- Required task:
Return every entry exactly.

— Start of Data rows —

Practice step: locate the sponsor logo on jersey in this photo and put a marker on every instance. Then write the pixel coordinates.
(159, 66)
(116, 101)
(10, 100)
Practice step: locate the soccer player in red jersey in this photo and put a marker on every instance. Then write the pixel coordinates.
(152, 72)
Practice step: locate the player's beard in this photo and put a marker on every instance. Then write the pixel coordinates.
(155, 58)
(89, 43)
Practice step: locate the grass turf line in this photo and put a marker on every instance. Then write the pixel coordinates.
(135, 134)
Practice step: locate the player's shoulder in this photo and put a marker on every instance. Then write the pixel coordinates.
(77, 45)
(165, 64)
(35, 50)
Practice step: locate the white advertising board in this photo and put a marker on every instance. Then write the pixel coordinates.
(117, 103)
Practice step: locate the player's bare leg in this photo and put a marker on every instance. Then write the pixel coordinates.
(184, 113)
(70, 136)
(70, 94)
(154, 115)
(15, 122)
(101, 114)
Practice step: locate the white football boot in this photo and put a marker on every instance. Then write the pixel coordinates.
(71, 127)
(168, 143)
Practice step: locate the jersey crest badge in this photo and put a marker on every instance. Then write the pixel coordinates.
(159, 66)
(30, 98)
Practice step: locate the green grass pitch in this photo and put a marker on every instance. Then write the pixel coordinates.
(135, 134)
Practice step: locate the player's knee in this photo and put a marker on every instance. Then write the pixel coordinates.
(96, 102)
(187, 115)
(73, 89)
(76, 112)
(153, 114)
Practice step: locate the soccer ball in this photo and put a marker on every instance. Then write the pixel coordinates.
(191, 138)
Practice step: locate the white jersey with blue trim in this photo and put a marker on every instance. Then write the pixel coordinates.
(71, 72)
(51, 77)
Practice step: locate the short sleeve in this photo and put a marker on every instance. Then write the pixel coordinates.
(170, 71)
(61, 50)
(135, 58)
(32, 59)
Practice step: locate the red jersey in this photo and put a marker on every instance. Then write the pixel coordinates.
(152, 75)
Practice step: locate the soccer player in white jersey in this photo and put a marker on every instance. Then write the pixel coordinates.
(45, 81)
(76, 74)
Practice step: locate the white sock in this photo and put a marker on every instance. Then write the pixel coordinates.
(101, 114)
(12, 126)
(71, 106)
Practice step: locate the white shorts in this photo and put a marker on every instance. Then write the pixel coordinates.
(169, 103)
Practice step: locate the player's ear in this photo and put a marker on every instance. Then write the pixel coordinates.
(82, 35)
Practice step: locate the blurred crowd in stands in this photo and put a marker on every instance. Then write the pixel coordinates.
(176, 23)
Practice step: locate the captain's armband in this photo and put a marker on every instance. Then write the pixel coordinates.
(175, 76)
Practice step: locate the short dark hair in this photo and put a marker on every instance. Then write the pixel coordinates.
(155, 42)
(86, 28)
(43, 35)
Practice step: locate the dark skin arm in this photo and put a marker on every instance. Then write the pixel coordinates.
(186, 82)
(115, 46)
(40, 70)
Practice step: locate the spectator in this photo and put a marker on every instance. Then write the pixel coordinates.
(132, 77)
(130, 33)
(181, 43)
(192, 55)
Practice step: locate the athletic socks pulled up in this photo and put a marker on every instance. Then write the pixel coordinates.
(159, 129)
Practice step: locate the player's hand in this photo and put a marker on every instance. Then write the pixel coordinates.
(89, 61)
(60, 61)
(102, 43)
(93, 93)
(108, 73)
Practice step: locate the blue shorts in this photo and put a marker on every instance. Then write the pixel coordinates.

— End of Data rows —

- Output of the exercise:
Practice step: locate the sponsor logo on jersey in this photo and put a marker on every instance. Then write the pixel coordinates.
(159, 66)
(116, 101)
(10, 100)
Practice step: locate the soccer player in red jersey in this photo and put a marker on every instance. Then write the pixel coordinates.
(152, 72)
Practice step: locate the player's beard in this photo and put a marker on every instance. Then write the pixel coordinates.
(155, 58)
(89, 43)
Practice step: locate the grass turf line in this photo and put a marker on every instance. Then write the pixel coordinates.
(135, 134)
Practice step: locate the player's shoulder in this photo and put a marker on every instance. Then write the pixel coordinates.
(77, 45)
(165, 64)
(35, 50)
Practice step: locate the white advertising board in this photo and put a marker on every instance. Then write the pixel coordinates.
(117, 103)
Practice step: locate the player's bare leg in this photo and put a marker on every instance. Then write the pixel coordinates.
(184, 113)
(70, 136)
(70, 94)
(154, 115)
(15, 122)
(101, 114)
Practice step: locate the white football boot in this photo and put a marker on every instance. Then write the pixel coordinates.
(71, 127)
(168, 143)
Practice step: locate the jersey crest badge in this photo and put a marker on every instance. Then write the pixel coordinates.
(159, 66)
(30, 98)
Practice step: locate the green grass pitch in this photo and put a marker on every instance. Then write the pixel coordinates.
(135, 134)
Practice step: locate the player's knee in this photo and put a marker on every instance. Then write the pixel coordinates.
(96, 102)
(187, 115)
(73, 89)
(76, 112)
(153, 114)
Practice step: locate the soccer ball in this photo and put a marker on every instance. Then write the pixel coordinates.
(191, 138)
Practice step: locate the white jersey with blue trim in this photo and put a marker on every instance. Then write the pixel coordinates.
(71, 72)
(51, 77)
Practice step: locate the short sleeve in this photo and put a marker on every instance. Then write the pixel coordinates.
(170, 71)
(61, 50)
(135, 58)
(32, 59)
Practice step: locate the red jersey in this photo and put a marker on every instance. Then write the pixel coordinates.
(152, 75)
Practice step: locate the soccer player in white jersey in this photo and put a marker on every instance. Then write the pixel coordinates.
(45, 81)
(76, 74)
Practice step: locate the white sock in this photo and put a marker on every instance. Then write the pixel coordinates.
(101, 114)
(12, 126)
(71, 106)
Practice step: locate the white shorts in this photo and put a marker on every instance. Then write the pixel coordinates.
(169, 103)
Practice step: locate the player's ear in this photo and put a marker on every instance. Then write the pixel coordinates.
(82, 35)
Practice step: locate the blurred crowd in stands in this photo and put a marker on every instance. Then write the pixel coordinates.
(176, 23)
Practice step: locate the captain's armband in this photo and put a marker on every instance. Then write the pixel coordinates.
(175, 76)
Practice step: locate the short dark hair in this photo and put a marker on every instance. Then write the pixel coordinates.
(155, 42)
(86, 28)
(43, 35)
Practice step: locate the dark skin arm in this photo and put a marker on every instance. Then write the pixel coordinates.
(186, 82)
(115, 46)
(40, 70)
Practice step: locate the spectator in this photo and put a marker on every instance. Then write the pixel coordinates.
(132, 77)
(130, 33)
(181, 43)
(192, 55)
Practice step: locate the athletic socks pulled up in this photo and put a marker on every instance. Then write the pixel coordinates.
(159, 129)
Practice step: locate the player's hand in this photo and put a marker on every instance. Then write the pixel coordinates.
(89, 61)
(60, 61)
(102, 43)
(93, 93)
(108, 73)
Practice step: locate the blue shorts in this photo and put a marker on every instance. Then write the pixel coordinates.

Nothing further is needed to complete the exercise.